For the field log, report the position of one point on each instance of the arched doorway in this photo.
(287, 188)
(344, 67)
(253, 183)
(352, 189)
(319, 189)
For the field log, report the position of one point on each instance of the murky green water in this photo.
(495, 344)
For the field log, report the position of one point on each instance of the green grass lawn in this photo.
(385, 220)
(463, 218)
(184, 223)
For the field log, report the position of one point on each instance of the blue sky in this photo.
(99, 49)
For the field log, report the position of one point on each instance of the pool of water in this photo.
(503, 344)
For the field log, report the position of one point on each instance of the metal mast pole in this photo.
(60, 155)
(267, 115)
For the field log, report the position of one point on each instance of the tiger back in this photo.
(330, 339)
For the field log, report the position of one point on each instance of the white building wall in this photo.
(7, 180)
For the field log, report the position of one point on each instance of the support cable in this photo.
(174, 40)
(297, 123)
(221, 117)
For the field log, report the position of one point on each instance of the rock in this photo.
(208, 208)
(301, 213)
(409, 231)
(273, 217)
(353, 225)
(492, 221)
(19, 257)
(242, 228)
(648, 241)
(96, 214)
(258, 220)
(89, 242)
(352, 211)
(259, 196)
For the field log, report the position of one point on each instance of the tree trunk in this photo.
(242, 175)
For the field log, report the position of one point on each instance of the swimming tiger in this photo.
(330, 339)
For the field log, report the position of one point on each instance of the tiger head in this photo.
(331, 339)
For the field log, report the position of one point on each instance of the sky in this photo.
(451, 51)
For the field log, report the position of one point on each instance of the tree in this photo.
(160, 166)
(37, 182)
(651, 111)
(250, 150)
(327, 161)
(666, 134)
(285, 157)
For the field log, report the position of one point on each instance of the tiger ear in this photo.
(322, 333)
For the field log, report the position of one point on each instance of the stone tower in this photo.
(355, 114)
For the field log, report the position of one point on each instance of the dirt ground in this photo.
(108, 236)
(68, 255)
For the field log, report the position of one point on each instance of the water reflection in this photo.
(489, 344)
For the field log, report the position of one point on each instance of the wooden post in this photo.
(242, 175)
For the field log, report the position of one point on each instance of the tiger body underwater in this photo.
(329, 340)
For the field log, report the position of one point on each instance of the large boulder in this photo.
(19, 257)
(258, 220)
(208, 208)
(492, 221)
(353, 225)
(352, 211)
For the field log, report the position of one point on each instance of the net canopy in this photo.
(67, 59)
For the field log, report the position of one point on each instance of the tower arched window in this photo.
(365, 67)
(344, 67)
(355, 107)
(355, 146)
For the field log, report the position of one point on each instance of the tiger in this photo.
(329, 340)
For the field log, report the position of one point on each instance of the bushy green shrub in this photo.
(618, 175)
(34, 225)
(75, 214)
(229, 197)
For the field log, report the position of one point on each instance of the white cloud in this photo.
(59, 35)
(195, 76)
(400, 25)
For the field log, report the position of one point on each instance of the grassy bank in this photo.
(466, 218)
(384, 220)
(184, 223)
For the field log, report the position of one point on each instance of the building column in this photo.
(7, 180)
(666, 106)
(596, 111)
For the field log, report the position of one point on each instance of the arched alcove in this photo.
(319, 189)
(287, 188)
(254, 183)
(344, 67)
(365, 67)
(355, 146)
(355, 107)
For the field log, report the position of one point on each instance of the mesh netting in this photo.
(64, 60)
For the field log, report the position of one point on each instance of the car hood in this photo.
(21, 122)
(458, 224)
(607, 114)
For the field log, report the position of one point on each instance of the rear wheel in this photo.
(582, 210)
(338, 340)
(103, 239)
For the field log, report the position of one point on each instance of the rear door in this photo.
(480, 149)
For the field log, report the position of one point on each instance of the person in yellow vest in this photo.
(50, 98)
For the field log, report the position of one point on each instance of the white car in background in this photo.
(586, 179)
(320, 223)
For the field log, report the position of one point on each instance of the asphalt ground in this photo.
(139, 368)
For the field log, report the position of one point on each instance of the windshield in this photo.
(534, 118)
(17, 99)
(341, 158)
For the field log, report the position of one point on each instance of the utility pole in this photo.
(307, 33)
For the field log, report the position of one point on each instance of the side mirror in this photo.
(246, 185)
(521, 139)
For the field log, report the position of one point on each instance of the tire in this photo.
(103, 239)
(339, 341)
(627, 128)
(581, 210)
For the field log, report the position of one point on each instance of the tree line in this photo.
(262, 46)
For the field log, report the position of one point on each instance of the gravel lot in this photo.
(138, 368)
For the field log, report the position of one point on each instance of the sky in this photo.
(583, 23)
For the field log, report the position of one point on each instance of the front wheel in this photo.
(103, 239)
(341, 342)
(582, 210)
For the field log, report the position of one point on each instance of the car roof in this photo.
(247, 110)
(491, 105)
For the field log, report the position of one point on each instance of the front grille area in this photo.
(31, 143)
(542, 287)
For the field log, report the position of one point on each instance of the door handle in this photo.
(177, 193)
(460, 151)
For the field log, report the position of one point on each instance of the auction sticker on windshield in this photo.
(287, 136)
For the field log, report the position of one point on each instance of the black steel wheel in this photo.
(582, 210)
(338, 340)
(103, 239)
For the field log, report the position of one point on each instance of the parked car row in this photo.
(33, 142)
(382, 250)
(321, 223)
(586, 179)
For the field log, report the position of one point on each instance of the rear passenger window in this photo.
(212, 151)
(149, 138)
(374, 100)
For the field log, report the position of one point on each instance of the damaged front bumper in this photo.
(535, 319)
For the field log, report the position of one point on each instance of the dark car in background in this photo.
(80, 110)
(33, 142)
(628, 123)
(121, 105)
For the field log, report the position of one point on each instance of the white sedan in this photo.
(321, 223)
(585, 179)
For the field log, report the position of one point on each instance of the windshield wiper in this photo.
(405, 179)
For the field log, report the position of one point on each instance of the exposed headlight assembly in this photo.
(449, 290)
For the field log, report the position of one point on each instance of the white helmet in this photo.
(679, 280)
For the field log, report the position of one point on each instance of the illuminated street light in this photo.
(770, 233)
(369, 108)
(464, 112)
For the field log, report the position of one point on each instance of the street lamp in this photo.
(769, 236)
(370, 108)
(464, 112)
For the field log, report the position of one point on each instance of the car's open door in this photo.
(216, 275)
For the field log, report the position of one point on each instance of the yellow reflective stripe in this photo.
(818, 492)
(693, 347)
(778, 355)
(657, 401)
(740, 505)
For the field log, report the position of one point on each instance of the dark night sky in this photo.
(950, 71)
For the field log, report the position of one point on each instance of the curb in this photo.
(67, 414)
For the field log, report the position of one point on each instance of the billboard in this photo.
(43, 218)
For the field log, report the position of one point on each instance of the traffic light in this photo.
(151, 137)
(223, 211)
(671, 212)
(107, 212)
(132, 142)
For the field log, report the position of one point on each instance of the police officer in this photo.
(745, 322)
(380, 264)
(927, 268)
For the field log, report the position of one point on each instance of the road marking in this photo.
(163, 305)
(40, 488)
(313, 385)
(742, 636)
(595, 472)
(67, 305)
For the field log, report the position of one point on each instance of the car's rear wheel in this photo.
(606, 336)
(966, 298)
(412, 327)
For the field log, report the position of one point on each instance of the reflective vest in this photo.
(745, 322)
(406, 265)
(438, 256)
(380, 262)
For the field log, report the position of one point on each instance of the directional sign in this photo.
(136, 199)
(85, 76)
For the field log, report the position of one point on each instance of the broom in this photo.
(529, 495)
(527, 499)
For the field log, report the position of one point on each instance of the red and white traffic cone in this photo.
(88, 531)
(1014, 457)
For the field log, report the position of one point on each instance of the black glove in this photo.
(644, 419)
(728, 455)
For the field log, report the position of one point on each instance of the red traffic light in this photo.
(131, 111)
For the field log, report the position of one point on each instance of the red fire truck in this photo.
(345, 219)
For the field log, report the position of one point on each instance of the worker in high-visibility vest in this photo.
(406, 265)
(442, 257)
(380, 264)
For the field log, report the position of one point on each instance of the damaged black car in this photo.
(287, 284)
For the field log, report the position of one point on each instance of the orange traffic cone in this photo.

§

Exactly as given, repeat every record above.

For the field log, report the position of one point on each instance of the arched doorway in this photo.
(287, 188)
(344, 67)
(253, 183)
(352, 189)
(319, 189)
For the field log, report the position of one point on each instance of the murky green water in this photo.
(495, 344)
For the field log, report the position of one point on each instance of the green grass lawn in this photo.
(385, 220)
(463, 218)
(184, 223)
For the field log, report the position of one point on each instance of the blue sky in this photo.
(99, 49)
For the field log, report the position of one point on each instance of the pool of water in this photo.
(503, 344)
For the field log, report the position of one point on each instance of the metal mast pole in this photo.
(60, 155)
(267, 115)
For the field log, report the position of one point on each instance of the tiger back in this photo.
(330, 339)
For the field log, report the position of one point on each instance of the white building wall in this photo.
(7, 180)
For the field log, report the position of one point on each instance of the support cable in this photo.
(174, 40)
(297, 123)
(221, 117)
For the field log, report the position of one point on each instance of the rock in this photo.
(208, 208)
(301, 213)
(409, 231)
(273, 217)
(353, 225)
(492, 221)
(19, 257)
(242, 228)
(648, 241)
(96, 214)
(258, 220)
(89, 242)
(352, 211)
(259, 196)
For the field log, report the position of one point on each instance of the tree trunk in this photo.
(242, 175)
For the field log, report the position of one point on each instance of the swimming tiger in this photo.
(330, 339)
For the field log, report the position of one point on each instance of the tiger head in this photo.
(331, 339)
For the field log, report the position of one point on each instance of the sky in this photo.
(451, 51)
For the field log, report the position of one point on each instance of the tree in this photo.
(160, 166)
(37, 182)
(651, 111)
(250, 150)
(327, 161)
(666, 134)
(285, 157)
For the field log, report the position of one point on each instance of the tiger ear in this photo.
(322, 333)
For the field log, report the position of one point on each instance of the stone tower in this photo.
(355, 114)
For the field log, report the position of one point on each instance of the dirt ground in this photo.
(108, 236)
(68, 255)
For the field log, report the position of one point on each instance of the water reflection in this photo.
(489, 344)
For the field log, report the position of one point on each instance of the wooden post in this photo.
(242, 175)
For the field log, report the position of one point on each instance of the tiger body underwater in this photo.
(329, 340)
For the field log, report the position of one point on each instance of the large boulder in this photo.
(19, 257)
(258, 220)
(208, 208)
(492, 221)
(353, 225)
(352, 211)
For the field log, report the position of one point on each instance of the net canopy in this photo.
(67, 59)
For the field log, report the position of one point on each instance of the tower arched window in this photo.
(365, 67)
(344, 67)
(355, 107)
(355, 146)
For the field log, report the position of one point on each instance of the tiger in this photo.
(329, 340)
For the field log, report the position of one point on each instance of the bushy green shrub in this photo.
(618, 175)
(34, 225)
(75, 214)
(229, 197)
For the field log, report the position of one point on each instance of the white cloud in this photo.
(59, 35)
(195, 76)
(400, 25)
For the field log, report the position of one point on each instance of the grassy bank in this photo.
(466, 218)
(384, 220)
(184, 223)
For the field log, report the position of one point on each instance of the building column in this photo.
(7, 180)
(666, 106)
(596, 111)
For the field log, report the position of one point on each instance of the arched alcove in this photo.
(319, 189)
(287, 188)
(254, 183)
(344, 67)
(365, 67)
(355, 146)
(355, 107)
For the field log, report the position of one point on each instance of the mesh netting in this photo.
(64, 60)
For the field log, report the position of one point on each instance of the car hood in this photo.
(21, 122)
(458, 224)
(607, 114)
For the field log, report the position of one point on each instance of the rear wheel in this photo.
(582, 210)
(338, 340)
(103, 239)
For the field log, report the position of one point on each instance of the rear door in this photo.
(480, 149)
For the field log, report the position of one point on each instance of the person in yellow vest in this photo.
(50, 98)
For the field log, report the position of one point on each instance of the white car in background in this photo.
(586, 179)
(320, 223)
For the field log, report the position of one point on each instance of the asphalt ground in this photo.
(139, 368)
For the field log, report the position of one point on each instance of the windshield in this photo.
(534, 118)
(17, 99)
(341, 158)
For the field log, report the position of one point on each instance of the utility pole in this photo.
(307, 33)
For the field log, report the position of one point on each instance of the side mirror in this photo.
(246, 185)
(521, 139)
For the field log, report the position of one point on each instance of the tire in this photo.
(103, 239)
(339, 341)
(627, 128)
(581, 210)
For the field log, report the position of one point on each instance of the tree line in this photo.
(262, 46)
For the field log, report the position of one point on each instance of the gravel lot in this photo.
(138, 368)
For the field log, report the position of one point on each instance of the sky in this photo.
(583, 23)
For the field log, report the position of one point on each instance of the front wheel in this photo.
(103, 239)
(341, 342)
(582, 210)
For the field log, report the position of one point on each instance of the car roof in this photo.
(247, 110)
(491, 105)
For the field log, report the position of one point on each instance of the front grille area in this photo.
(31, 143)
(542, 287)
For the field log, report the position of one point on each instance of the door handle in this photo.
(177, 193)
(460, 151)
For the field log, report the position of one point on each instance of the auction sticker on windshield in this photo.
(287, 136)
For the field log, report the position of one point on each instance of the black steel wheel in this photo.
(582, 210)
(338, 340)
(103, 239)
For the field log, report the position of one point on each instance of the parked car row in this photo.
(33, 142)
(382, 250)
(321, 223)
(586, 179)
For the field log, report the position of one point on each instance of the rear passenger window in this photo.
(212, 151)
(149, 138)
(374, 100)
For the field log, report the position of one point on each instance of the damaged front bumper in this photo.
(535, 319)
For the field log, report the position of one point on each instance of the dark car in background in this photo.
(80, 110)
(33, 142)
(628, 123)
(121, 105)
For the field log, report the position of one point on each instance of the white sedan in this photo.
(321, 223)
(585, 179)
For the field log, report the position of one point on each instance of the windshield wiper in this photo.
(405, 179)
For the field log, report the position of one point on each instance of the exposed headlight assembly in this photo.
(449, 290)
For the field log, report the position of one point on each instance of the white helmet in this photo.
(679, 280)
For the field log, report the position of one point on each instance of the illuminated street light in this photo.
(770, 233)
(369, 108)
(464, 112)
For the field log, report the position of one point on each instance of the street lamp in this photo.
(769, 236)
(370, 108)
(464, 112)
For the field log, report the position of one point on each instance of the car's open door in this photo.
(216, 275)
For the field log, report the position of one point on each instance of the yellow reflective stripe in this photo.
(818, 492)
(693, 347)
(778, 355)
(657, 401)
(740, 505)
For the field log, report the position of one point on each instance of the dark night sky in this photo.
(950, 71)
For the field log, report the position of one point on each instance of the curb in this photo.
(67, 414)
For the field log, report the position of one point on each instance of the billboard in this photo.
(43, 218)
For the field log, report the position of one point on each instance of the traffic light in this photo.
(151, 137)
(223, 211)
(671, 212)
(107, 212)
(132, 142)
For the field log, report the position of one point on each instance of the police officer in this photo.
(745, 322)
(380, 264)
(927, 268)
For the field log, report the position of one point on each instance of the road marking in this photo.
(163, 305)
(40, 488)
(313, 385)
(742, 636)
(595, 472)
(67, 305)
For the field log, report the position of one point on each instance of the car's rear wheel in this photo.
(606, 336)
(966, 298)
(412, 327)
For the field log, report the position of one point on each instance of the reflective vest in this photo.
(745, 322)
(406, 265)
(438, 256)
(380, 262)
For the field log, report the position of one point on each instance of the directional sign in this photo.
(136, 199)
(85, 76)
For the field log, report the position of one point on each instance of the broom in this photo.
(529, 495)
(527, 499)
For the field log, report the position of one point on each instance of the red and white traffic cone in this photo.
(88, 531)
(1014, 457)
For the field log, report the position of one point on each instance of the black glove in this photo.
(644, 419)
(728, 455)
For the field log, report the position of one point on each instance of the red traffic light in this photo.
(131, 111)
For the field log, report the position of one point on each instance of the red fire truck in this photo.
(345, 219)
For the field log, report the position of one point on each instance of the worker in high-visibility vest in this photo.
(406, 265)
(442, 257)
(380, 264)
For the field log, report the position of one point on each instance of the damaged black car in this photo.
(287, 284)
For the field log, report the position of one point on each instance of the orange traffic cone in this photo.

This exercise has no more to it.